--- Start ---

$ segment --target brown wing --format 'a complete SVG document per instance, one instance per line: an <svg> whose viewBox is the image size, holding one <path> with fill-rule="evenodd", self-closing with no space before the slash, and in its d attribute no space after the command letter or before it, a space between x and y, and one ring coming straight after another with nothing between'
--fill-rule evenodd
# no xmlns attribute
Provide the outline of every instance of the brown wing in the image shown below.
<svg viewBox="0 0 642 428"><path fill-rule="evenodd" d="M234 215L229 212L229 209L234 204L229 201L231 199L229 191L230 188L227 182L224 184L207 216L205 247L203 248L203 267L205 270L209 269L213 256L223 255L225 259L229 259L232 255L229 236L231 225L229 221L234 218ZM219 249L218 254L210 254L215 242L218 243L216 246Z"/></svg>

--- End ---

_Exercise aim_
Repeat every line of the item above, character for character.

_Output for this task_
$ segment --target brown wing --format 'a complete SVG document per instance, one instance per line: an <svg> whose viewBox is the image size, holding one <path> with fill-rule="evenodd", self-closing with no space before the slash, and in its d attribute no space after the command letter or before it, a space between x and y, and one ring coming straight after another with nothing between'
--fill-rule evenodd
# no xmlns attribute
Provide the outline of every instance of the brown wing in the image shown below.
<svg viewBox="0 0 642 428"><path fill-rule="evenodd" d="M234 215L229 212L229 209L234 204L229 201L231 199L229 191L230 188L227 182L224 184L207 216L205 247L203 248L203 267L205 270L209 269L213 256L223 255L225 259L229 259L232 255L229 236L231 225L229 221L234 218ZM219 249L218 254L210 254L215 242L218 243L216 246Z"/></svg>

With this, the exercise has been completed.